### Фрагмент текста
* * * * * * * * *
Все изменилось, когда в 1347 году Европу и Ближний Восток охватила чума. Возвращаясь волна за волной на протяжении нескольких поколений, она истребила десятки миллионов человек. Предполагается, что к 1400 году погибло около четверти населения Европы – возможно, треть в Италии и ближе к половине в Англии. Труд стал дефицитным: к середине XV века по всему региону реальная заработная плата неквалифицированных городских рабочих, грубо говоря, удвоилась, но среди квалифицированных рабочих поднялась чуть меньше. Доходы английских фермеров также увеличились в реальном выражении несмотря на то, что арендная плата упала, а состояния элиты сократились. Простолюдины от Англии до Египта начали лучше питаться и стали больше ростом. Как я покажу в главе 10, налоговые ведомости из итальянских городов говорят о значительном уменьшении неравенства богатства, при падении местных и региональных коэффициентов Джини более чем на 10 пунктов, а высших долей богатства – на треть и более. Одно из самых жестоких потрясений в истории человечества быстро свело на нет результаты многовекового усиления неравенства[118].
* * * * * * * * *
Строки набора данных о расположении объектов
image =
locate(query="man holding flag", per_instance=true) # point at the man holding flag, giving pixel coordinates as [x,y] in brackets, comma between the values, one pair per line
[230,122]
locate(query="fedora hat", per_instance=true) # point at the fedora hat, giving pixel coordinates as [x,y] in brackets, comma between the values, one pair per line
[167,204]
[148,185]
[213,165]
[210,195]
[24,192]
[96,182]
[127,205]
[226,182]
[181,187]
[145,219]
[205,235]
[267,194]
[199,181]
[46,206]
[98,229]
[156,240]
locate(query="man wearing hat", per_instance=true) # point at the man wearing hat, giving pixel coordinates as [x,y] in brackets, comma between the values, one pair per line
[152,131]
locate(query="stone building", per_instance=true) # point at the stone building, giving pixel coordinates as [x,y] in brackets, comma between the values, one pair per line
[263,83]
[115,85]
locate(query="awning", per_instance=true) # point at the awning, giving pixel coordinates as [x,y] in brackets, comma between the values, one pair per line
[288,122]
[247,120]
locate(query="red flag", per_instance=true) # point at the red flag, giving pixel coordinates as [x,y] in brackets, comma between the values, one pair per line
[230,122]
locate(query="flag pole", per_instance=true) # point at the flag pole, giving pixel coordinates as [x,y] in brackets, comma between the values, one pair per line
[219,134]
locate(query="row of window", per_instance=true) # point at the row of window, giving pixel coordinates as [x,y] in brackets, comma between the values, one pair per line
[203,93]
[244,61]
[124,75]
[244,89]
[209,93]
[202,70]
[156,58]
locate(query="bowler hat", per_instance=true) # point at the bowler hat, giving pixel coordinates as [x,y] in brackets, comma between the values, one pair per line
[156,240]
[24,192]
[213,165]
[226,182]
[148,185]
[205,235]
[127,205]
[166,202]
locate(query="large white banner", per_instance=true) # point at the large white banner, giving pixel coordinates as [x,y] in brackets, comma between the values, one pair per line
* * * * * * * * *
### Задание
Напишите продолжение фрагмента о том, как чума XIV века уменьшила неравенство, начиная сразу после его последнего предложения.

### Результат задания
К концу XV века чума затихла, и европейское население начало восстанавливаться. Экономическое развитие достигло новых высот, как и неравенство. Формирование в Европе фискально-военных государств, создание заморских колониальных империй и беспрецедентное расширение глобальной торговли подхлестнуло институциональные изменения и привело к возникновению новых сетей обмена. Хотя коммерческий обмен и обмен данью существовали всегда и шли бок о бок, первый постепенно стал доминировать, по мере того как коммерциализация меняла характер государств и увеличивала их зависимость от коммерческих доходов. Рост более интегрированной мировой системы поддерживался добычей драгоценностей в Новом Свете, а межконтинентальная торговля мобилизовала богатство и расширила пропасть между богатыми и бедными в глобальном масштабе. По мере того как Европа становилась центром мировой сети обмена, развитие предоставляло больше власти торговым элитам и вовлекало деревенское большинство в рыночные отношения, которые оказывали давление на его привязанность к земле. Взимающие дань элиты превращались в землевладельцев-коммерсантов и землевладельцев-предпринимателей, а купцы устанавливали тесные связи с правительствами. Крестьян постепенно вытесняли с земли посредством огораживания, налогов и меркантилизации землевладения. Традиционные методы обогащения, основанные на активном использовании политической власти, оставались и применялись совместно с этими модернизированными и основанными на рыночных отношениях методами: более сильные государства предлагали более привлекательные пути к богатству. Все это создавало направленное вверх давление на неравенство[119].
Европа позднего Средневековья и особенно Европа ранней современности занимает особое место в исторических исследованиях материального неравенства. Впервые за все время количественных свидетельств диспропорции богатства (хотя это еще не относится к доходам) становится достаточно, чтобы проследить изменения со временем и сравнить между собой развитие различных регионов. Эти данные в основном поступают из местных реестров недвижимости и дополняются информацией о земельных рентах и доходах работников. В дальнейшем я пользуюсь информацией о диспропорции богатства совместно со сведениями о диспропорции доходов. Для указанного периода не всегда представляется возможным разделить эти два показателя: изучающим досовременное неравенство приходится, как правило, быть менее разборчивыми в своем выборе, чем современным экономистам. Но это не представляет собой большой проблемы: в досовременных обществах тенденции неравенства богатства и неравенства доходов вряд ли шли в разных направлениях[120].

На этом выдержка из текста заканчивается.